Yeah. And that's still kind of the bread butter. So yeah, digital products, I'm still big ClickBank supporter myself. But anyways, products and I think this is why maybe that we've done, that we've had a lot of success with brands that come off successful crowdfunding campaign is because they usually have a product that's very unique. It's-

Brett:

Something you're passionate about.

Greg Powell:

It's something cool, is something... And this is another criteria I always tell people. I say, "If you have a product that you make or a brand that is easy to create content about, then you probably are a good candidate for Affiliate Success." So if you have a product that people can easily create content about, a product that is somewhat different and unique, then those two criteria right there if you check both those boxes and it's probably worth exploring the idea of starting an affiliate program. We get all kinds of super cool things in our office, from the brands that we work with. And we play around with it and we try to think of content strategies and then we go out and we try to align that particular brand with influencers and that's such a widespread term now.

Brett:

It is man.

Greg Powell:

We try to connect clients to content creators to storytellers and that has always been the most natural fit for affiliate marketing. So if you have a product that's unique, that's easy, create content about that there's a passionate audience about if it aligns with the hobby or something that is super helpful, then you probably have a good... You should probably at least explore an affiliate program.

Brett:

Oh, what about on the math side? Because I know the offers important and stuff.

Greg Powell:

Sure.

Brett:

What kind of margins are we looking for? Is there a particular price point that works or doesn't work? Anything you can share on those fronts?

Greg Powell:

Yeah, it's a great question. Some of it has to do with the conversion side. So the jacket I was talking about a minute ago. Yeah, the average order value is the metric that affiliates look at a lot. And then commission is the secondary one. Because most affiliate programs will say, "Well, you talk about throwing one out there." I'll say a baseline commissions is 10%. Obviously, there's going to be some room in there with different products.

- - - -

**TO BE DONE**
(1) Translate this sentence from the affiliate marketing interview into Spanish: "We get all kinds of super cool things in our office, from the brands that we work with."
(2) Answer these questions using the affiliate marketing interview:
(a) What kind of brands has Greg Powell's company had a lot of success with?
(b) Which metric does he say affiliates look at a lot?
(c) What baseline commission does he mention?
(3) Write the next few sentences of the affiliate marketing interview, continuing on from its last line.
The entries that come next are from a separate source, unrelated to the affiliate marketing interview.

- - - -

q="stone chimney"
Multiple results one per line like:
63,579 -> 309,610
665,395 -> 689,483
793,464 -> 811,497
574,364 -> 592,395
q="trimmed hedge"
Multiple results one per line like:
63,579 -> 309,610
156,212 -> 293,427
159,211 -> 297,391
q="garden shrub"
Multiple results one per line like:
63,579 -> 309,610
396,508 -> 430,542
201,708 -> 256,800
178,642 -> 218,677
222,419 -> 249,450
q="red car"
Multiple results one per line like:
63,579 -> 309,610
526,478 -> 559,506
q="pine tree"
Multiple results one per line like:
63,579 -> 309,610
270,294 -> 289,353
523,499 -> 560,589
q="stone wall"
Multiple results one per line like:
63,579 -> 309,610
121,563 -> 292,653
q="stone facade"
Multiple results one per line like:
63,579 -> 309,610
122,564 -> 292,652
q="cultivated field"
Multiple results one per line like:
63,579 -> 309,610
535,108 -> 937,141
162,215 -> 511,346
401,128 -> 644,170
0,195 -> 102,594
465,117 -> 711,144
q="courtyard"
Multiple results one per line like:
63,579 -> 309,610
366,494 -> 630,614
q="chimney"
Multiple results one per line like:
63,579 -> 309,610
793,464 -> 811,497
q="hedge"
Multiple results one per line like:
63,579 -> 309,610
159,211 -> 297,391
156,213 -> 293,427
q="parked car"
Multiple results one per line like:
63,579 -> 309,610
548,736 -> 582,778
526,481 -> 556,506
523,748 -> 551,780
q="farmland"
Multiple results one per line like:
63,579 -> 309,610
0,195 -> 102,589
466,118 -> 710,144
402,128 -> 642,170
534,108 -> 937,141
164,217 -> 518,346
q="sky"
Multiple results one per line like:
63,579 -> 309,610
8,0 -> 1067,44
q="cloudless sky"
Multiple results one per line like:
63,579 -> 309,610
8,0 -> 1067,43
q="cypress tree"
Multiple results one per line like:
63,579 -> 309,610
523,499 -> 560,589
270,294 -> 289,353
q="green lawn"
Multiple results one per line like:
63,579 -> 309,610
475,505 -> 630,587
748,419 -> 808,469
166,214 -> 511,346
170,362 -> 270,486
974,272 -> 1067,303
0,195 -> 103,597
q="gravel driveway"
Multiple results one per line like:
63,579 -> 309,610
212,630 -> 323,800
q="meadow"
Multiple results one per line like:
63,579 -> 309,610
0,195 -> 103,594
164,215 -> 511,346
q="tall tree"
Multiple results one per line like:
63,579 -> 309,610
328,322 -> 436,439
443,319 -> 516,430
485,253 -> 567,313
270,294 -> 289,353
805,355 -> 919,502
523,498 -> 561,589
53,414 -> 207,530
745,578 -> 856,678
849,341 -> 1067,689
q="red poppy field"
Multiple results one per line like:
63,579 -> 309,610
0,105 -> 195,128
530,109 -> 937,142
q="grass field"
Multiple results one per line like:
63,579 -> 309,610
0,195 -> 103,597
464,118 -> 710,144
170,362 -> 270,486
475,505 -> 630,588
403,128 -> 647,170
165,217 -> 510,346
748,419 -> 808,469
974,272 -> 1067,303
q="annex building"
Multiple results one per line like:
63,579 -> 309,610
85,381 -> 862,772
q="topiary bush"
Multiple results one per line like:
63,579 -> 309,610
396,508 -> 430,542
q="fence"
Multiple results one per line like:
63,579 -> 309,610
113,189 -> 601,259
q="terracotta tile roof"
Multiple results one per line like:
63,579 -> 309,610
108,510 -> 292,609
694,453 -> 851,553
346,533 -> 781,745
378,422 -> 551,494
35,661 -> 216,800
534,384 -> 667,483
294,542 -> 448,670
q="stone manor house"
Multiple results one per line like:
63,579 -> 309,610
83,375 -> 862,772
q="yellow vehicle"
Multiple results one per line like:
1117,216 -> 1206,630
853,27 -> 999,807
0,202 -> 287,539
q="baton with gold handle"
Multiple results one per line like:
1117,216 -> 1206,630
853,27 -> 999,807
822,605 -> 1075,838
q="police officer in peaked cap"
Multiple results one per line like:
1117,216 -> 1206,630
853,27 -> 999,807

- - - -

**RESPONSES BY TASK**
(1) Recibimos todo tipo de cosas geniales en nuestra oficina, de las marcas con las que trabajamos.

(2)
(a) Brands that come off a successful crowdfunding campaign.
(b) Average order value.
(c) 10%.

(3)
Brett:

Sure.

Greg Powell:

But one of the most common questions I always get is, what kind of commission am I going to pay affiliates. And where we start around the 10% mark and work our way up or down from there.

Brett:

Yep. Was that make sense? If you're selling on Amazon, Amazon's usually taking anywhere from five to 15, sometimes 20 if you're doing Google Shopping actions as an example, it's Google Shopping ads but you're just paying if someone actually purchases, it's like five to 20%. So yeah and with most the time of being north of 10. So I think that makes sense. Yeah.

Greg Powell:

And so apparent affiliate, you would actually think would be more appealing to promote a product that has a price tag. So you're going to get a percentage of sale, you're going to make more commission. I think that that is a determining factor. I also think the conversion rate is something that-

Brett:

Absolutely.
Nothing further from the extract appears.